- _Materials provided_:

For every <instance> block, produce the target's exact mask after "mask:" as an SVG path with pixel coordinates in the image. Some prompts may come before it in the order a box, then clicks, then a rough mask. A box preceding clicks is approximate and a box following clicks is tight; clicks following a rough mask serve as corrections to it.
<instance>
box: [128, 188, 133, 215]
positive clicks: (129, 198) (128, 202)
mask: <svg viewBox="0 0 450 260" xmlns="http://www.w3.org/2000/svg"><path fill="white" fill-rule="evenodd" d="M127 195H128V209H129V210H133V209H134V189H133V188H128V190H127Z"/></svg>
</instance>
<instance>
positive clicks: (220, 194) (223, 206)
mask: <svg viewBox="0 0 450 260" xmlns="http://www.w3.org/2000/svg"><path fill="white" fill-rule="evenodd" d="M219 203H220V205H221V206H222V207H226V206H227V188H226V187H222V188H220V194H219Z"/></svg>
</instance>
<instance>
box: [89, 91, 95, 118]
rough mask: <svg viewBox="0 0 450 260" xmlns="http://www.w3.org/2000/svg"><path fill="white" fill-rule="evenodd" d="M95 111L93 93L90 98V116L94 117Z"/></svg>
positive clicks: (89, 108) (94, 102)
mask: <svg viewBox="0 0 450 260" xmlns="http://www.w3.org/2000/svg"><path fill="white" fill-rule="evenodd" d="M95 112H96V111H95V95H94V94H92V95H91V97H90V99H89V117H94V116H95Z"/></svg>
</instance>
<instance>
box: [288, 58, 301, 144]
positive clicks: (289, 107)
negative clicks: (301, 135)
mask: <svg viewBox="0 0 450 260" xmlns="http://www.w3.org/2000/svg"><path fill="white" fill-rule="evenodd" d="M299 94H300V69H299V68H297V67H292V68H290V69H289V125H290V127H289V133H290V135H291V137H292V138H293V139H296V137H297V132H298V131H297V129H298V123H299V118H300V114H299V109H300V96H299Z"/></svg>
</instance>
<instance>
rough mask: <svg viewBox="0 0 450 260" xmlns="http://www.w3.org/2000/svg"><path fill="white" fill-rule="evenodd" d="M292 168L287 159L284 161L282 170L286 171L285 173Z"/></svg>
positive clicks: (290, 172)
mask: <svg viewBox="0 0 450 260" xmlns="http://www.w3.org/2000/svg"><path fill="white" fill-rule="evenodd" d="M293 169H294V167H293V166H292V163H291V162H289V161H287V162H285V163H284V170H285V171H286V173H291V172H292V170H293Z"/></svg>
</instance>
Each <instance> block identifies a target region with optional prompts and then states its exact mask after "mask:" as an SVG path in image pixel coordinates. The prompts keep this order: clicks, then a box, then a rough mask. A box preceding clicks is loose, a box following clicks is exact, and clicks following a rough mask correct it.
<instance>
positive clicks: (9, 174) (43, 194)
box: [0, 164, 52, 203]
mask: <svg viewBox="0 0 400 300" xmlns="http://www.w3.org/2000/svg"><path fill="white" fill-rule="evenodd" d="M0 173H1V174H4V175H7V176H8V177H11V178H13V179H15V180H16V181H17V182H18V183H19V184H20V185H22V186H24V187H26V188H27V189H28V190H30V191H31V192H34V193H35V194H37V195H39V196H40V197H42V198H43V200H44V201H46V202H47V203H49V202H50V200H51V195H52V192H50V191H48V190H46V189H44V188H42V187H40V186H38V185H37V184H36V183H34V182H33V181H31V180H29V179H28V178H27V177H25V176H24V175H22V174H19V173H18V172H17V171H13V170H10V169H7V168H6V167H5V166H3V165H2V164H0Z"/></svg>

- _What to produce_: Would you output every record above exactly as it stands?

- _Expected answer_:
For every <instance> block, produce the target's exact mask after "mask:" as an SVG path with pixel coordinates in the image. Some prompts may come before it in the order a box, then clicks, then a rough mask. A box preceding clicks is approximate and a box following clicks is tight; clicks following a rough mask serve as corrections to it.
<instance>
box: [128, 188, 133, 215]
positive clicks: (129, 198) (128, 202)
mask: <svg viewBox="0 0 450 260" xmlns="http://www.w3.org/2000/svg"><path fill="white" fill-rule="evenodd" d="M127 195H128V209H129V210H133V209H134V189H133V188H128V190H127Z"/></svg>
</instance>
<instance>
positive clicks: (220, 194) (223, 206)
mask: <svg viewBox="0 0 450 260" xmlns="http://www.w3.org/2000/svg"><path fill="white" fill-rule="evenodd" d="M219 203H220V205H221V206H222V207H226V206H227V188H226V187H222V188H220V194H219Z"/></svg>
</instance>
<instance>
box: [89, 91, 95, 118]
rough mask: <svg viewBox="0 0 450 260" xmlns="http://www.w3.org/2000/svg"><path fill="white" fill-rule="evenodd" d="M95 111L93 93L90 98V116L94 117Z"/></svg>
positive clicks: (89, 108) (94, 102)
mask: <svg viewBox="0 0 450 260" xmlns="http://www.w3.org/2000/svg"><path fill="white" fill-rule="evenodd" d="M95 112H96V111H95V95H94V94H92V95H91V97H90V99H89V117H94V116H95Z"/></svg>
</instance>
<instance>
box: [288, 58, 301, 144]
positive clicks: (289, 107)
negative clicks: (301, 135)
mask: <svg viewBox="0 0 450 260" xmlns="http://www.w3.org/2000/svg"><path fill="white" fill-rule="evenodd" d="M299 94H300V69H299V68H297V67H292V68H290V69H289V125H290V127H289V133H290V135H291V137H292V138H293V139H296V137H297V132H298V131H297V129H298V123H299V118H300V114H299V109H300V96H299Z"/></svg>
</instance>
<instance>
rough mask: <svg viewBox="0 0 450 260" xmlns="http://www.w3.org/2000/svg"><path fill="white" fill-rule="evenodd" d="M292 168L287 159L284 161L282 170L286 171L285 173Z"/></svg>
positive clicks: (290, 172)
mask: <svg viewBox="0 0 450 260" xmlns="http://www.w3.org/2000/svg"><path fill="white" fill-rule="evenodd" d="M293 169H294V167H293V166H292V163H291V162H289V161H287V162H285V163H284V170H285V171H286V173H291V172H292V170H293Z"/></svg>
</instance>
Each <instance> block identifies a target region with optional prompts and then states its exact mask after "mask:" as an SVG path in image pixel coordinates. The prompts keep this order: clicks, then a box, then a rough mask. A box preceding clicks is loose, a box following clicks is exact, and clicks following a rough mask correct it.
<instance>
positive clicks: (9, 174) (43, 194)
box: [0, 164, 52, 203]
mask: <svg viewBox="0 0 400 300" xmlns="http://www.w3.org/2000/svg"><path fill="white" fill-rule="evenodd" d="M0 173H1V174H4V175H7V176H8V177H11V178H13V179H15V180H16V181H17V182H18V183H19V184H20V185H22V186H24V187H26V188H27V189H28V190H30V191H31V192H34V193H35V194H37V195H39V196H40V197H42V198H43V200H44V201H46V202H47V203H49V202H50V200H51V195H52V192H50V191H48V190H46V189H44V188H42V187H40V186H38V185H37V184H36V183H34V182H33V181H31V180H29V179H28V178H27V177H25V176H24V175H22V174H19V173H18V172H17V171H13V170H10V169H7V168H6V167H5V166H3V165H2V164H0Z"/></svg>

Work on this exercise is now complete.